━━ DATA EXTRACTS ━━
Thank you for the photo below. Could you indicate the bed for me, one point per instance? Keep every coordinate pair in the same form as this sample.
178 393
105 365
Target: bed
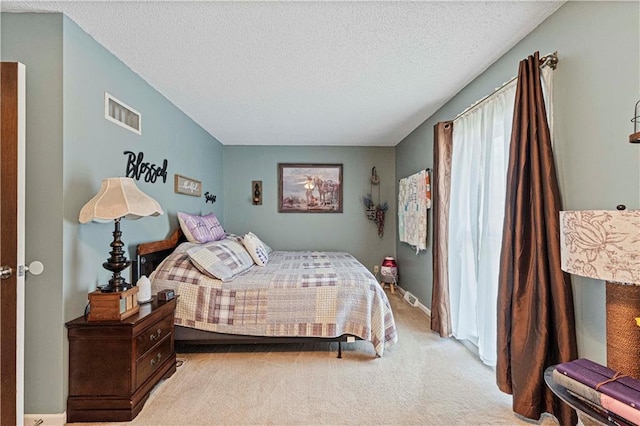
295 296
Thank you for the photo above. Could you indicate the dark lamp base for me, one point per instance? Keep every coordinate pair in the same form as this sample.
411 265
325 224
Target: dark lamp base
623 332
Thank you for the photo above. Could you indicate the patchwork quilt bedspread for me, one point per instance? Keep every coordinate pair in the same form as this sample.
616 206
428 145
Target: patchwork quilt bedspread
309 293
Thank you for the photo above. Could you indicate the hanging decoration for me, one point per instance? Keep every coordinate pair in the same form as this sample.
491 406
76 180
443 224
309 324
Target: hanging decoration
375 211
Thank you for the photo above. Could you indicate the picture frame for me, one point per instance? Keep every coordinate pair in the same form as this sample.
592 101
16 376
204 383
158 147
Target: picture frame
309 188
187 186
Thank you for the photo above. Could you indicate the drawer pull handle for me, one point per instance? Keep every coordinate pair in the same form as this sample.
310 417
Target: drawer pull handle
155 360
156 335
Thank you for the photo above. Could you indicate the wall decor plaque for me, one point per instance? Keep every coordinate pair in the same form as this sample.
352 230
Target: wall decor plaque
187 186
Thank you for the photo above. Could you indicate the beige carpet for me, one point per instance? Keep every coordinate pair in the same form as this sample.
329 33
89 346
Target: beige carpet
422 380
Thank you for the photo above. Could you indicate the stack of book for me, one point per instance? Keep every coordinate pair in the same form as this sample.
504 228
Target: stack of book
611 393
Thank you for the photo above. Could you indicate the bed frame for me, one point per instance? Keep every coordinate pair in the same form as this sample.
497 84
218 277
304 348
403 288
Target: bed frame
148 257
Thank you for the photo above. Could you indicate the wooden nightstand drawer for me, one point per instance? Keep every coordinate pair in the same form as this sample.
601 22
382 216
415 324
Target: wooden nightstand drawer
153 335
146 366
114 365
━━━
YOUR TASK -> Every entry above needs to be retyped exactly; drop the pictures.

EXERCISE OUTPUT ->
Thank you for the photo below. Could you indicate the bed for me, one point per instance? Keep every coordinate pair in the same form as this sample.
178 393
105 365
Target: bed
295 296
Thank you for the photo above. Could you indicate the dark lamp base for me, one point per instance? Keep every coordinate pair in the same form as this sample.
411 265
325 224
Target: dark lamp base
623 332
Thank you for the photo above. Could you indicate the patchwork quilt bedspread for me, one point per instance? Keep every coordinate pair in the same form as this sample.
616 206
428 145
Target: patchwork quilt bedspread
309 293
Thank you for the photo above. Could you indicate the hanging decoration for me, one point per instance? Keep every coordinate pair in the same form as this sample.
491 406
76 180
443 224
309 324
Target: hanging decoration
375 211
Thank you for the photo above. Could you indicate the picture frame for me, one point per instance? Keep every coordinate pair in the same form as this sample.
592 101
16 376
204 383
158 147
Target: picture frame
309 188
187 186
Thank you for the photo above. Could you indicate the drawer pull handle for me, one point per instance? Keep every coordinate pair in the same form as this sample.
310 417
Target: drawer pull handle
155 360
156 335
Thank you for the photo above. Could you indicate the wall decor plaque for me, one point per instance? Keep every coordinate pair in the same form as this sample.
352 230
Target: wall decor plaque
187 186
Thank you for the photo above. Could you indicate the beige carpet for me, one point per instance? Keep every coordinate pair in the same form as this sample.
329 33
89 346
Target: beige carpet
422 380
Thank you for the photo above. Could you indicate the stack of book for me, one point per instance? Keep every coordinate pair in the same form as this sample.
504 228
Target: stack of book
611 393
Thank you for the photo above. Could you indicate the bed frame for me, one point per instance? Keep every coordinate pair in the same form as this sample.
497 84
218 277
304 348
403 288
Target: bed frame
148 257
Thank you for the photo above. Could you indicate the wooden nightstand drawer for me, one point per instance? Keep every coordinate pair in the same form as this sample.
601 22
382 216
415 324
Target: wooden nightstand drawer
153 335
146 366
114 365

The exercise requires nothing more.